----- Extracted material -----

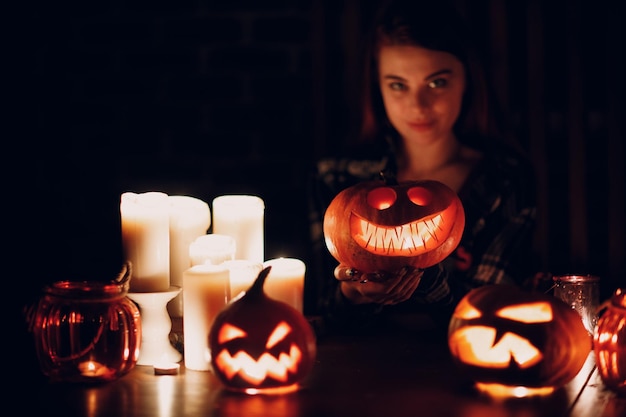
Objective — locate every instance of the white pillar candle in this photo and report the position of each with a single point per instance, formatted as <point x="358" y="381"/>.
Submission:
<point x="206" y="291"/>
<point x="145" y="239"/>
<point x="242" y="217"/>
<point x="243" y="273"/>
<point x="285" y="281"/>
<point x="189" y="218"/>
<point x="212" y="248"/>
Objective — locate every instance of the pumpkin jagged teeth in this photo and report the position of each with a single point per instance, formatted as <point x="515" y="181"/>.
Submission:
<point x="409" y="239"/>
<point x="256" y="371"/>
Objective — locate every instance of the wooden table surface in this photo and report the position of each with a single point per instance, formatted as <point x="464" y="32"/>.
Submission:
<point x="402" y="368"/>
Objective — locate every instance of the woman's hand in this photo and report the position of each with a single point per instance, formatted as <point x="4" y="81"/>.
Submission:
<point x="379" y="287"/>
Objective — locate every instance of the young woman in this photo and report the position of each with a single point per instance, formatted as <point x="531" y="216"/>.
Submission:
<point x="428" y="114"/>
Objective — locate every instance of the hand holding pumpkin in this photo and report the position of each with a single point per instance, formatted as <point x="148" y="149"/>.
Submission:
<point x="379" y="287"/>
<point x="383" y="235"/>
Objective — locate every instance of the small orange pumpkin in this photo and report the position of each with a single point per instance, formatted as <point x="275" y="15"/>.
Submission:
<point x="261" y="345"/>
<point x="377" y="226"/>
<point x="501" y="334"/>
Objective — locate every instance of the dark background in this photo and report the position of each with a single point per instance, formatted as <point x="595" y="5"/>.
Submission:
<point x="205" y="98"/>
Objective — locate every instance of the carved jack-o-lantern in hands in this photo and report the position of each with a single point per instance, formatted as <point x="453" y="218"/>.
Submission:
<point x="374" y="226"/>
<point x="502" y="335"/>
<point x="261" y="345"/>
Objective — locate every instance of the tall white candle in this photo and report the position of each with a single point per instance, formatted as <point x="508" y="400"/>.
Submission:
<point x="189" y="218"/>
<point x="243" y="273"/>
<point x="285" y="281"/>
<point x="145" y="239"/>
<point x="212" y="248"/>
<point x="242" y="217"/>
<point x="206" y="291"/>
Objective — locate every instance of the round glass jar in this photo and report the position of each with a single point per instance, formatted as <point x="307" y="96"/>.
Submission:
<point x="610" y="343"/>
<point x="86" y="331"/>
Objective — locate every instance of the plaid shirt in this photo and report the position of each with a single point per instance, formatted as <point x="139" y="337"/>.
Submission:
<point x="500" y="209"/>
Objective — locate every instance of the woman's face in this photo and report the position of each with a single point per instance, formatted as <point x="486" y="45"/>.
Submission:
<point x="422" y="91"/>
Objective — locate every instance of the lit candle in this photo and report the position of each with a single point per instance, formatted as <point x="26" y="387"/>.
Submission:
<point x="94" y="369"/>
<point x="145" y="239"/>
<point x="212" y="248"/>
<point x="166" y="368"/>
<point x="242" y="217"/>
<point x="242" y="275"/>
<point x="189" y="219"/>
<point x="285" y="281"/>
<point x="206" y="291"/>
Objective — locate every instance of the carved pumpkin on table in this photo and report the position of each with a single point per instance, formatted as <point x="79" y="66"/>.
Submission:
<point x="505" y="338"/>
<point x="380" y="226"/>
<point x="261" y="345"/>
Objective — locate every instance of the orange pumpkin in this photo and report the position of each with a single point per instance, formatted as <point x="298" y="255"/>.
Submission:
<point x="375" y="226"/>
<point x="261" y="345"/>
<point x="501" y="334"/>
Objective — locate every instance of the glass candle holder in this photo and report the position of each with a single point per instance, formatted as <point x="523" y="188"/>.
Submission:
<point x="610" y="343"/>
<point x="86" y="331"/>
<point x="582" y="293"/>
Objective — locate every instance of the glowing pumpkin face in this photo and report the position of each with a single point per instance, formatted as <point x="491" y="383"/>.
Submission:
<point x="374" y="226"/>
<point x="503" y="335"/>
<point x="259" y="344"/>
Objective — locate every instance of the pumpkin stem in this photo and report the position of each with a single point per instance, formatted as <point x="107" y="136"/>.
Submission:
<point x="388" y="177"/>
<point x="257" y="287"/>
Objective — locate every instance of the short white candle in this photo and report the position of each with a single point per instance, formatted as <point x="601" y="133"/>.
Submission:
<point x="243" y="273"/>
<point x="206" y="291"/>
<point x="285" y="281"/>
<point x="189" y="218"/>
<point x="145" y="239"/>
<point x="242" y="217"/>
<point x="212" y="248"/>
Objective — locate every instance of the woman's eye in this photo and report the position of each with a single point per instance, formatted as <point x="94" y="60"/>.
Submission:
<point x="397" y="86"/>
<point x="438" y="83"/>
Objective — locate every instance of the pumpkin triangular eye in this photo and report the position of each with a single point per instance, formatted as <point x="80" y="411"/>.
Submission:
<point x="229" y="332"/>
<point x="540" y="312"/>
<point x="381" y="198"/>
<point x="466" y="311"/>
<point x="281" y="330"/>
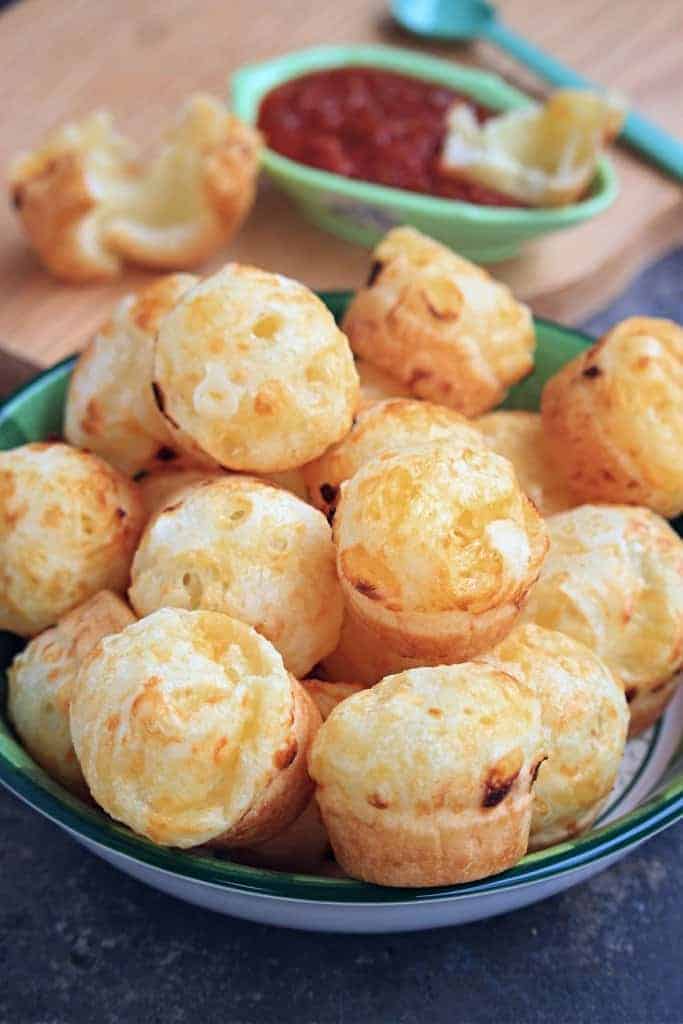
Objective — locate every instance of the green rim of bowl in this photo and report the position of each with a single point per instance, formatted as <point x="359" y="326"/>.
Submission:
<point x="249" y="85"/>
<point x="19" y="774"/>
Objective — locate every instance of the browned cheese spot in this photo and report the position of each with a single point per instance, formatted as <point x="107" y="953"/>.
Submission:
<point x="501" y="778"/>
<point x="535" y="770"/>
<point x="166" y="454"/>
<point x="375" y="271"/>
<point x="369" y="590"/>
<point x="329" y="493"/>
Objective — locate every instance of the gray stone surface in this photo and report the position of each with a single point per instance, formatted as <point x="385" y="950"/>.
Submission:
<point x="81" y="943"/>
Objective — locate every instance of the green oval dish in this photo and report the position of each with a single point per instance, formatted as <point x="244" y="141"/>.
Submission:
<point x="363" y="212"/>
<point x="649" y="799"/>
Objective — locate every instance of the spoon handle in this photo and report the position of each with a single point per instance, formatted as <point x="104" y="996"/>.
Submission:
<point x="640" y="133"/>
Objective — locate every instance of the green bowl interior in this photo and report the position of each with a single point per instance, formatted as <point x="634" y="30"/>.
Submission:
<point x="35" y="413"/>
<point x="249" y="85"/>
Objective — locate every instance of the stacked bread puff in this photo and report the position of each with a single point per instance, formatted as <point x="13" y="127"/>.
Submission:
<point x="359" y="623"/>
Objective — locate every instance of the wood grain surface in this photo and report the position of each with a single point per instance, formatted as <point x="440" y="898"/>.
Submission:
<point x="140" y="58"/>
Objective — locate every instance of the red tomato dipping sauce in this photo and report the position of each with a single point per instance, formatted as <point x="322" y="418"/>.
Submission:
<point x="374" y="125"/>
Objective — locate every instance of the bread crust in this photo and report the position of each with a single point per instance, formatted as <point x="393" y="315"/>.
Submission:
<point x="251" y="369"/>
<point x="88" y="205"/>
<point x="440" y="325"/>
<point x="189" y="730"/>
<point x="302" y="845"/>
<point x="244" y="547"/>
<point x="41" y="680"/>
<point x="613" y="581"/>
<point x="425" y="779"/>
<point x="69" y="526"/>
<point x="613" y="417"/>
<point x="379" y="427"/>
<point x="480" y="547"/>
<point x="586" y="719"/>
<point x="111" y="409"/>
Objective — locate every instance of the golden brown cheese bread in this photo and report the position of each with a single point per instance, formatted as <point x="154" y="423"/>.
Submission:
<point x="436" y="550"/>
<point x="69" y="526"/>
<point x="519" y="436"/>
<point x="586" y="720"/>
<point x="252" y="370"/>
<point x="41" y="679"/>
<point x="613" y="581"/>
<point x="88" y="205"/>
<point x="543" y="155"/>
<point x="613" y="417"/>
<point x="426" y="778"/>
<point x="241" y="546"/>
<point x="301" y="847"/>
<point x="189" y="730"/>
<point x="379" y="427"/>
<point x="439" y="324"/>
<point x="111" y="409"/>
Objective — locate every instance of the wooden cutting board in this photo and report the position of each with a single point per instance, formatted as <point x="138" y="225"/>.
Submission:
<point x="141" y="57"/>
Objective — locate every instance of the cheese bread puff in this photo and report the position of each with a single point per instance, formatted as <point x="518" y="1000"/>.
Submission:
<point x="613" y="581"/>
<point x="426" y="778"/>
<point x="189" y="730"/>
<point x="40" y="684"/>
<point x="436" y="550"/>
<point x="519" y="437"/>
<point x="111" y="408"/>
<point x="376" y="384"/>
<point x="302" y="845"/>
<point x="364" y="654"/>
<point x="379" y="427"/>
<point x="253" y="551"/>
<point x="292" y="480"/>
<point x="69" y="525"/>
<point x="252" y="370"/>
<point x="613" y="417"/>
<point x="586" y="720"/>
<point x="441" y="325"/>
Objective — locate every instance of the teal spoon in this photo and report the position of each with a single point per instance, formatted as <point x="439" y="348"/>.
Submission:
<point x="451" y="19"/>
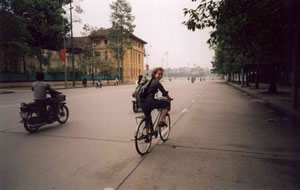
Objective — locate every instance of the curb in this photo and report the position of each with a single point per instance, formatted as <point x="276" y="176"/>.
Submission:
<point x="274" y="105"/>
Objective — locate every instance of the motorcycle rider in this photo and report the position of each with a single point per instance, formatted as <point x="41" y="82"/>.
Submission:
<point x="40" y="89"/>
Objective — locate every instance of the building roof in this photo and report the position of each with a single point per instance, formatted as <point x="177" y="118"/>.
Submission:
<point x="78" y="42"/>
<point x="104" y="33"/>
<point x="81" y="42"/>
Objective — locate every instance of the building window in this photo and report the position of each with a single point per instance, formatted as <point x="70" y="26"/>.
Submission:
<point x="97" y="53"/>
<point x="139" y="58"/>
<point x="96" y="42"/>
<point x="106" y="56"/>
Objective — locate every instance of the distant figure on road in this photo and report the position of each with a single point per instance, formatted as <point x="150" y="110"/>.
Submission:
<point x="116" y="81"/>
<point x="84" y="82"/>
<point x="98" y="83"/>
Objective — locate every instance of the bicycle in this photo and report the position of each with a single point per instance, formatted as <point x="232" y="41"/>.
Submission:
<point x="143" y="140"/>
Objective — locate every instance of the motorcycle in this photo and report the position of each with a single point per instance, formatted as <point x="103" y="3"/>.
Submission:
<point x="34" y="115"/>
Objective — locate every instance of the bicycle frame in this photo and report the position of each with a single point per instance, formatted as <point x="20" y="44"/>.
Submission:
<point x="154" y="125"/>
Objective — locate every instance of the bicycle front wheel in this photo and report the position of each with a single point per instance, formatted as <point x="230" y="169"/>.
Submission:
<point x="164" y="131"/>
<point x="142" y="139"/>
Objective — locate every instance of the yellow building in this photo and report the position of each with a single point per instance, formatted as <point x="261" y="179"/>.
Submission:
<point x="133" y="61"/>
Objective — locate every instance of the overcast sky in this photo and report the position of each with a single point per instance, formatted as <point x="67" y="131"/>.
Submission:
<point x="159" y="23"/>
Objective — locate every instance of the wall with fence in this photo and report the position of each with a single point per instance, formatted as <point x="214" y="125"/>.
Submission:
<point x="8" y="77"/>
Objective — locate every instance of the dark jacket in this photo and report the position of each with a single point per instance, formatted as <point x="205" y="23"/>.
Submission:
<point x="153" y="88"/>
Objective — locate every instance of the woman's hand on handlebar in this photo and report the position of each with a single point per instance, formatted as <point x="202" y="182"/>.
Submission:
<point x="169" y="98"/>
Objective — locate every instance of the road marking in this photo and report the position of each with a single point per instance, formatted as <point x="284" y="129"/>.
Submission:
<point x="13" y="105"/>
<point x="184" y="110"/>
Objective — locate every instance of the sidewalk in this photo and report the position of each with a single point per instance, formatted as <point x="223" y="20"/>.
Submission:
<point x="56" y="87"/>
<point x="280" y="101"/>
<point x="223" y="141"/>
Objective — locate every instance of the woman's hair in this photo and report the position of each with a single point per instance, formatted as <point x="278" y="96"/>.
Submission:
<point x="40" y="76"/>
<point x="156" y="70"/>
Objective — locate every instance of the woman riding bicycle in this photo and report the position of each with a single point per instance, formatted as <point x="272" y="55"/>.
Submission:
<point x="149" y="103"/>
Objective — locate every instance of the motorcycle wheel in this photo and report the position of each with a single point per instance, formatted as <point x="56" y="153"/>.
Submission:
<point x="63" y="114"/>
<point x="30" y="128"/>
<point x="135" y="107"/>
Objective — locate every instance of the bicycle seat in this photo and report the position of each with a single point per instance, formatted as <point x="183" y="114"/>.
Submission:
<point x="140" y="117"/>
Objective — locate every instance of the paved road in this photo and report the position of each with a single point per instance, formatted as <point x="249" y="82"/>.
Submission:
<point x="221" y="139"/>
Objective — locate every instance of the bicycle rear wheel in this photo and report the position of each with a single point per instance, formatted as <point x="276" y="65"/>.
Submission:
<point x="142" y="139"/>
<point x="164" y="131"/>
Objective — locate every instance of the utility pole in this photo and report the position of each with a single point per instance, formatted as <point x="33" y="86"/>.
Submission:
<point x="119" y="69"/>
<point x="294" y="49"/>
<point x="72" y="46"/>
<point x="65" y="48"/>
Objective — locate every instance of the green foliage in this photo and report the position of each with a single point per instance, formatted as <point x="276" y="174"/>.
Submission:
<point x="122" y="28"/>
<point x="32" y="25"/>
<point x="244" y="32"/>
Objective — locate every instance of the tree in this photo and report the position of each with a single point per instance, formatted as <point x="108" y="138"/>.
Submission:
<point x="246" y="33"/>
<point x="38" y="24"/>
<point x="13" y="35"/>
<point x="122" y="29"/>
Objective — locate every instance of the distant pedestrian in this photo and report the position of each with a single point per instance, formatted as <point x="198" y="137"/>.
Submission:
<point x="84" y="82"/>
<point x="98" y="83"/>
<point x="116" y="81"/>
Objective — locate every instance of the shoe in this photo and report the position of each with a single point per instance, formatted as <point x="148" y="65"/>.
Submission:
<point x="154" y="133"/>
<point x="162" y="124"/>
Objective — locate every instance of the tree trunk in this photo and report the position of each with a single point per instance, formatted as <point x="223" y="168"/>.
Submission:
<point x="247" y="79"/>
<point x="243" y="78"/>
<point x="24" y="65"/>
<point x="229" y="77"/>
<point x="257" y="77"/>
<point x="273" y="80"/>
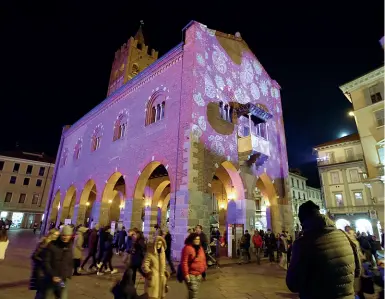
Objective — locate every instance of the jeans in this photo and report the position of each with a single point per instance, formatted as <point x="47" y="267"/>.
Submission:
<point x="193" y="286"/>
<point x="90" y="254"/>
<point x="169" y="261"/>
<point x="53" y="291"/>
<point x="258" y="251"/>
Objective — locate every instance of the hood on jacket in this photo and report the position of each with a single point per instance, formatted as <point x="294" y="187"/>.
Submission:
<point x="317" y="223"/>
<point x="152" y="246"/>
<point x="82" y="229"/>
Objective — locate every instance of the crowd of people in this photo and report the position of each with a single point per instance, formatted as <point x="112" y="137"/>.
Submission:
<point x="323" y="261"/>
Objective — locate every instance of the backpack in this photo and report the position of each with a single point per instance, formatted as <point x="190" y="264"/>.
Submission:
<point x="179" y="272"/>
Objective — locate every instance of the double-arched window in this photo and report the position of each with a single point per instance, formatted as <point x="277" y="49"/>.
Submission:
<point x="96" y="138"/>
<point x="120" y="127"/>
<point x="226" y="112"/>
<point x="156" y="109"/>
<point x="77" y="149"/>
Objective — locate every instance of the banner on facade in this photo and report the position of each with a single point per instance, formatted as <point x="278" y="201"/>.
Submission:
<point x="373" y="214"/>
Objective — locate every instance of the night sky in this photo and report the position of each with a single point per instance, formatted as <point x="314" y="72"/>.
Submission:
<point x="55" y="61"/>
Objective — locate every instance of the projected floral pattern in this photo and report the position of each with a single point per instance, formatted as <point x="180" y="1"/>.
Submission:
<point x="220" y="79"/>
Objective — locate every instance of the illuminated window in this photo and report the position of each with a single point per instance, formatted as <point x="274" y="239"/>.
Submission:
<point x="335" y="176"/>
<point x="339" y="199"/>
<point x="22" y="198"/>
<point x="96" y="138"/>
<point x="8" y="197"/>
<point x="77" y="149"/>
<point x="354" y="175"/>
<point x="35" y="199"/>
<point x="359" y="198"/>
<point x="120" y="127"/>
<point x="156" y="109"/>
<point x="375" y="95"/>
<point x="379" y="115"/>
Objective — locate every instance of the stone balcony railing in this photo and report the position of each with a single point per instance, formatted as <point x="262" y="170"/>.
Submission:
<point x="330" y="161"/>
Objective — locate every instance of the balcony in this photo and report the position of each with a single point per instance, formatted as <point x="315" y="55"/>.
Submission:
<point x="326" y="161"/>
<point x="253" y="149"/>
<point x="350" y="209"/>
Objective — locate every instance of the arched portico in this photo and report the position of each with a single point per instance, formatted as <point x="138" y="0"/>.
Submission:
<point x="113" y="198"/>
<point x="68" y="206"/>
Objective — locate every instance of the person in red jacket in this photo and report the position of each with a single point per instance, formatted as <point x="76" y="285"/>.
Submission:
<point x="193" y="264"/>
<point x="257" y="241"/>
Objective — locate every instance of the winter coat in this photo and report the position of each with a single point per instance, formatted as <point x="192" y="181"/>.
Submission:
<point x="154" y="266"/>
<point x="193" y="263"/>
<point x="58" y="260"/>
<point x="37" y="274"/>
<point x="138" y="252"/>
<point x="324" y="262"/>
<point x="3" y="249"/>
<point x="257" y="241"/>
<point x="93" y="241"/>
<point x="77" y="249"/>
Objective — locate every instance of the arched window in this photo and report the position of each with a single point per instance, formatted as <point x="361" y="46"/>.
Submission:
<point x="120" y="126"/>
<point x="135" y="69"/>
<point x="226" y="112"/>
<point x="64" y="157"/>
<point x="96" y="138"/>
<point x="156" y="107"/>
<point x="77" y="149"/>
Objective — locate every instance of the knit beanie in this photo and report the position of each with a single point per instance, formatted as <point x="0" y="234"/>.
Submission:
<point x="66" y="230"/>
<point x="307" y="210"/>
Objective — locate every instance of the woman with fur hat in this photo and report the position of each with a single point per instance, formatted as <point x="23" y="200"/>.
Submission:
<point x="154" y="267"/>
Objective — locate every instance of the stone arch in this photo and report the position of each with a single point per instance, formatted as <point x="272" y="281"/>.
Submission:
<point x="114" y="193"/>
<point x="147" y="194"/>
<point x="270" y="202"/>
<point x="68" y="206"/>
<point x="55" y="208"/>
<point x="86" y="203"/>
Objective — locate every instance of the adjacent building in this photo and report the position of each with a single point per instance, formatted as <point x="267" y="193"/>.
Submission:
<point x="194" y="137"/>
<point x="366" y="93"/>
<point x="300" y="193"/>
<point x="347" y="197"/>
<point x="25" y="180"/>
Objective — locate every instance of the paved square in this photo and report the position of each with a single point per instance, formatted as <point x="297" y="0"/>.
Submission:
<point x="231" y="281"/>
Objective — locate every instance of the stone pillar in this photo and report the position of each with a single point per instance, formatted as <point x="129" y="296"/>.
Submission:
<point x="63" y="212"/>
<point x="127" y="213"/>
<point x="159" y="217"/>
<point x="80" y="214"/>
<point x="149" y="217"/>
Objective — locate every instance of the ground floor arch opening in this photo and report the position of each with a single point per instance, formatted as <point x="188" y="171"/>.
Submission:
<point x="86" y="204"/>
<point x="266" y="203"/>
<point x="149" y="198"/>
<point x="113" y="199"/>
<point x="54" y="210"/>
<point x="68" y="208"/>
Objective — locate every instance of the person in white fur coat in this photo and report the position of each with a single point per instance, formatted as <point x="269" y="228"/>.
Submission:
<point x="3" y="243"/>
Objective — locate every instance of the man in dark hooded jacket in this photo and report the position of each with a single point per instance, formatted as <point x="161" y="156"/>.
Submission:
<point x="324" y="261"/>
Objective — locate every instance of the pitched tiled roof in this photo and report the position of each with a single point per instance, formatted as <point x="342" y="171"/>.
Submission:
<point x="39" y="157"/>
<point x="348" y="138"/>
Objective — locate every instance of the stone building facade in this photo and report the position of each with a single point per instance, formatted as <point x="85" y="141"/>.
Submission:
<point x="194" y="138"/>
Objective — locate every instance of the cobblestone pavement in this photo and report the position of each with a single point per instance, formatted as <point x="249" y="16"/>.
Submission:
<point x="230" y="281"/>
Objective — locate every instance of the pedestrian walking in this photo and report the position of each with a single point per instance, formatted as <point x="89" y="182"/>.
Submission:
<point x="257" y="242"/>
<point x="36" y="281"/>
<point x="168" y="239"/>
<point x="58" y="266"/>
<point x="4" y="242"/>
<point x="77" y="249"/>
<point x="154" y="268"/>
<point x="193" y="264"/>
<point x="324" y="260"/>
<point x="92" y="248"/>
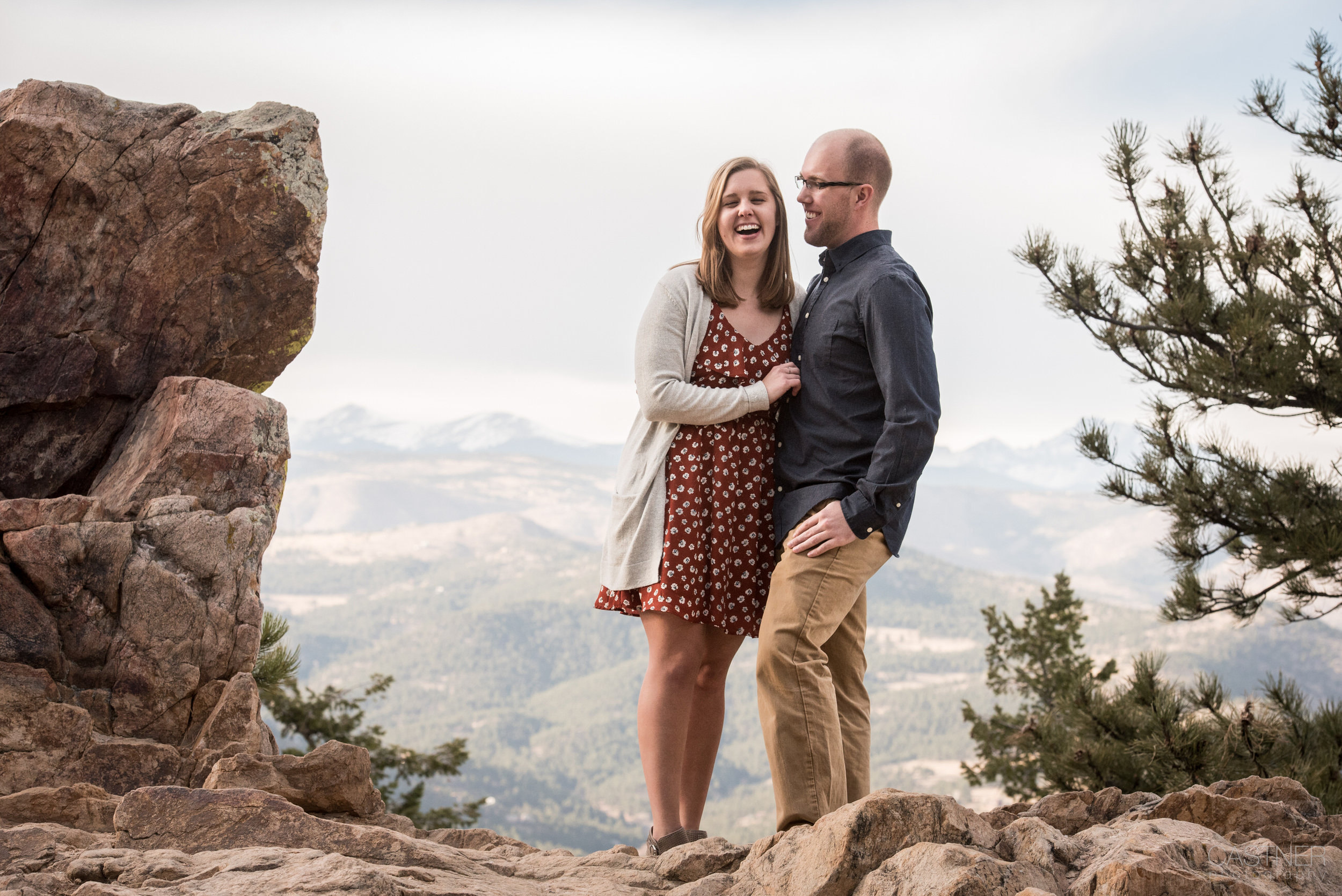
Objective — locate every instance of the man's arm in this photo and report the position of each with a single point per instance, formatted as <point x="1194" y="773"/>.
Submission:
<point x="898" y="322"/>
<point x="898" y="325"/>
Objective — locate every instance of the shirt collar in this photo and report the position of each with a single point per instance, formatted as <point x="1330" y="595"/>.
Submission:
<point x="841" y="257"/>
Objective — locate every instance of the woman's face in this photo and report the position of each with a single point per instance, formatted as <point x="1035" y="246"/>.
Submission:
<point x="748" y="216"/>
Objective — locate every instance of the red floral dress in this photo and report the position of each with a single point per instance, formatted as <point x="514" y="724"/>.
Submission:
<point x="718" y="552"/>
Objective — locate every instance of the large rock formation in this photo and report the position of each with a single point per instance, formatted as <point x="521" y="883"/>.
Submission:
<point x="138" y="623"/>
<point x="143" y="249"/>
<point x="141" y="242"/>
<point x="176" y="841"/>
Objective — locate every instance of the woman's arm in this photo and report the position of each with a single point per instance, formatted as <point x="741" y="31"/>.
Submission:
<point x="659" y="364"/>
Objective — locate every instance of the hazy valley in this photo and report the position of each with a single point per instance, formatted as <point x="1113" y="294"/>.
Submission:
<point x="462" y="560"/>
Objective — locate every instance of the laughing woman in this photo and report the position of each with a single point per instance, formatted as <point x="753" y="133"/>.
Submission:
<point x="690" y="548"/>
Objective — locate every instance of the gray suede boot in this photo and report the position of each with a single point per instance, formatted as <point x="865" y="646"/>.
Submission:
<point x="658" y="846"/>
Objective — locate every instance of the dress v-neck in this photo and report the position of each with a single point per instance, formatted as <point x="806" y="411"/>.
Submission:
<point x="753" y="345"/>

-----

▶ **Exercise description**:
Each line from the one containing "Objective — locate every instance of the red floral" to the end of the records should be echoed exactly, and no other line.

▶ **Full response**:
Objective — locate every instance of the red floral dress in this photo and report the position of each with a single point per instance, formatted as <point x="514" y="724"/>.
Submission:
<point x="718" y="552"/>
Objective — locate every instance of the large rock formation in this photo and report the position of each with a single point per instance, formatted as <point x="521" y="883"/>.
Submission:
<point x="138" y="623"/>
<point x="143" y="249"/>
<point x="141" y="242"/>
<point x="176" y="841"/>
Objective — locate every instance of the woman's arm in this photo and report the position of each with a single point per instance, formatted as <point x="741" y="31"/>.
Submission:
<point x="659" y="364"/>
Objective — locate every instance of the hazy valley in this photo and report the position of each with a single point per instance, formatted as <point x="1113" y="294"/>.
Submission:
<point x="462" y="560"/>
Objective — locate every instance of the laughing woman in this photo and report the position of each with a single point per instance, formatted as <point x="753" y="133"/>.
Submission:
<point x="690" y="548"/>
Objective — locate every instance of the gray suede boot in this photo and report the position of each with a single point per instance, formatted as <point x="865" y="646"/>.
Submission:
<point x="658" y="846"/>
Objective — locate every instance of the dress v-neck in this photo and report the position of each with a single point per instance, formatted as <point x="806" y="411"/>.
Submission:
<point x="753" y="345"/>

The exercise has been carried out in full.